» TEXT SECTION
↓↓↓
# zama carb leaking fuel



## TCT (Mar 29, 2010)

I have two zama c1u carbs that I have cleaned twice, the gaskets and diaphragms look fine (these carbs have not been kitted only cleaned) they will run but when you turn the eng. off the carbs leak gas out the air intake, and will continue to leak until tank is empty. The metering lever is actually set a little below the zama guage so it should'nt be too high? These carbs are on separate engs. What am I missing?:freak::freak:


----------



## newz7151 (Oct 15, 2006)

TCT said:


> I have two zama c1u carbs that I have cleaned twice, the gaskets and diaphragms look fine (these carbs have not been kitted only cleaned) they will run but when you turn the eng. off the carbs leak gas out the air intake, and will continue to leak until tank is empty. The metering lever is actually set a little below the zama guage so it should'nt be too high? These carbs are on separate engs. What am I missing?:freak::freak:


i would say you are missing a non-serviceable check valve inside the carb. replace carbs with new, or if on a low level piece of equipment, replace equipment with new.


----------



## glenjudy (Aug 26, 2006)

TCT said:


> I have two zama c1u carbs that I have cleaned twice, the gaskets and diaphragms look fine (these carbs have not been kitted only cleaned) they will run but when you turn the eng. off the carbs leak gas out the air intake, and will continue to leak until tank is empty. The metering lever is actually set a little below the zama guage so it should'nt be too high? These carbs are on separate engs. What am I missing?:freak::freak:


The same thing is happening to both carbs?
Did you completely disassemble before cleaning them?
Did you clean them by soaking them in a carb dip for a while?
What equipment are these two carbs on?


----------



## geogrubb (Jul 28, 2006)
↑↑↑
» LISTING
↓↓↓
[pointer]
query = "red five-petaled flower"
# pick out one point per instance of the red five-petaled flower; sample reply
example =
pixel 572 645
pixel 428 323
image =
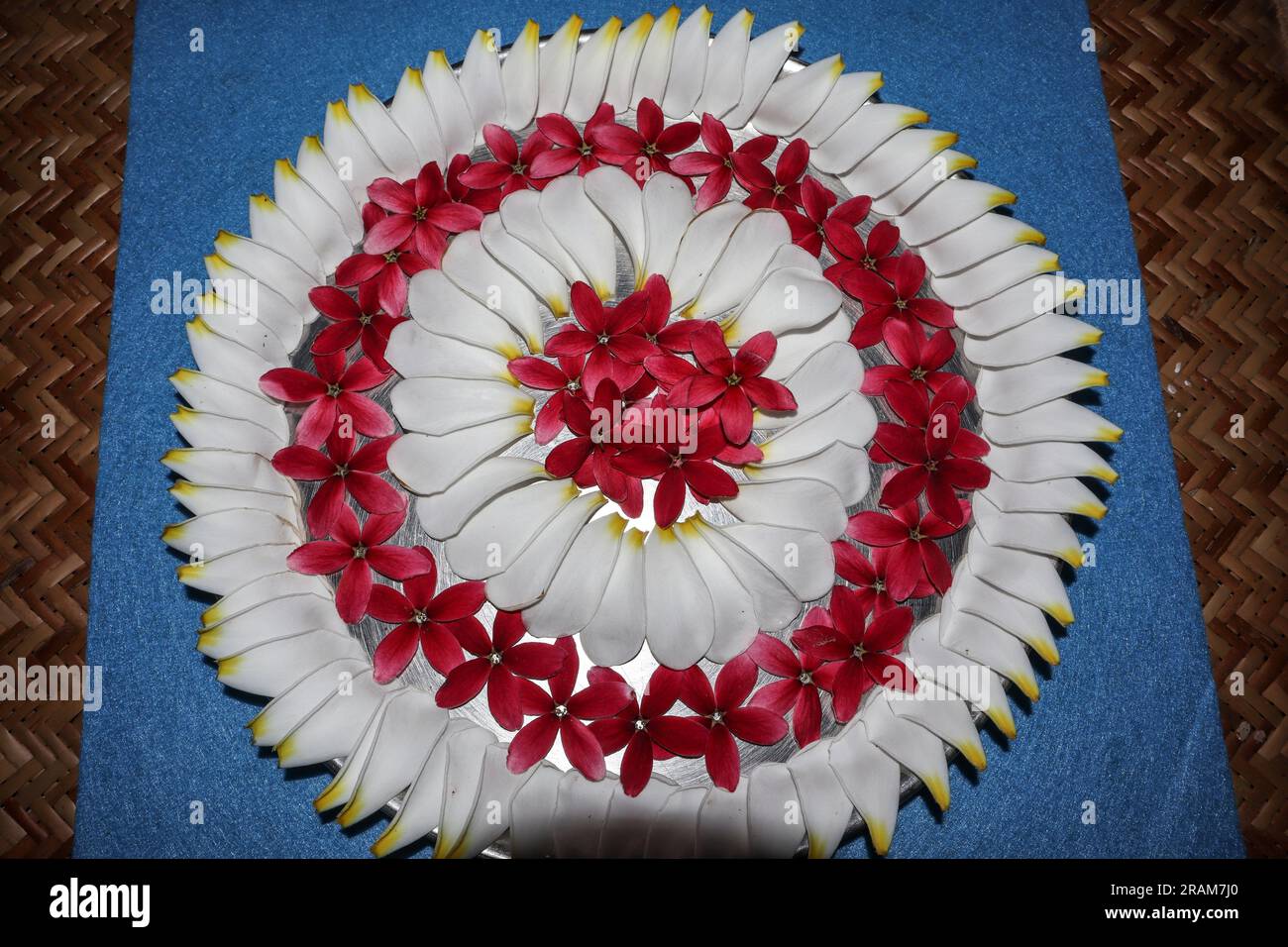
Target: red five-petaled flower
pixel 331 395
pixel 353 321
pixel 802 678
pixel 562 714
pixel 883 302
pixel 419 210
pixel 732 384
pixel 355 553
pixel 647 728
pixel 430 620
pixel 911 539
pixel 866 651
pixel 346 471
pixel 722 711
pixel 502 664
↑↑↑
» EXERCISE INSTRUCTIONS
#1 In the thread about the leaking Zama carburetors, where does the gas come out after the engine is turned off?
#2 Continue the forum thread about the leaking Zama carburetors from the point where it stops.

» RESPONSES FOR EACH TASK
#1 It leaks out the air intake and keeps leaking until the tank is empty.

#2
I think I have experienced about every way possible of destroying the little cube carbs. Both Zama and Walbro recommend against soaking, however soaking for a short time is ok. I think as Julia Child said everything in moderation, I have destroyed them by soaking too long in bath cleaner, using an ultrasonic cleaner too long, cleaning the ports with a wire and blowing the guts out of them with too much compressed air. I have since stuck to using brake parts cleaner with the straw and have had great luck, no more destroyed carbs. Have a good one. Geo


----------



## glenjudy (Aug 26, 2006)

I too don't ever soak a 2 cycle carb in a carb dip. That's why I asked.
Major cleaning is 2-4 min spells in a cheap USC(warm water with a dollop of degreaser), then clear out with BPC, and dry with compressed air from a distance.
Using BPC I make sure idle progression passages and main nozzle are clear.
Unless carb is extremely bad shape, usually only put in new metering diaphragm, using original metering lever.
fwiw


----------



## TCT (Mar 29, 2010)

Yes both carbs, and complete dissasemble with spray carb cleaner,and straw. I have soak but rarely use it. They are on 30cc homelite string trimmers


----------



## TCT (Mar 29, 2010)

TCT said:


> Yes both carbs, and complete dissasemble with spray carb cleaner,and straw. I have soak but rarely use it. They are on 30cc homelite string trimmers


Hey, I forgot to mention that I buy lot sizes of non-working 2stroke eq. so anything could have been done to these carbs before I got them including soak.


----------



## geogrubb (Jul 28, 2006)

TCT said:


> Hey, I forgot to mention that I buy lot sizes of non-working 2stroke eq. so anything could have been done to these carbs before I got them including soak.


In that case I would guess the gasket and diaphram are probably installed in the wrong sequence. Refer to the Zama site parts explosion for the proper sequence. Have a good one. Geo


----------



## TCT (Mar 29, 2010)

geogrubb said:


> In that case I would guess the gasket and diaphram are probably installed in the wrong sequence. Refer to the Zama site parts explosion for the proper sequence. Have a good one. Geo


 No, I've had it apart and back together too many times for that, but I did examine the needle valve tonight in one of the carbs, and it looked like there may have been some material missing, so I robbed another needle valve from another carb and installed it, then started the trimmer and let it run about 30 seconds then shut it off, and stood it up in a corner, now if I go into my work shop in the morning and don't smell gas we'll be good, if not I'll scrap the carb


----------



## TCT (Mar 29, 2010)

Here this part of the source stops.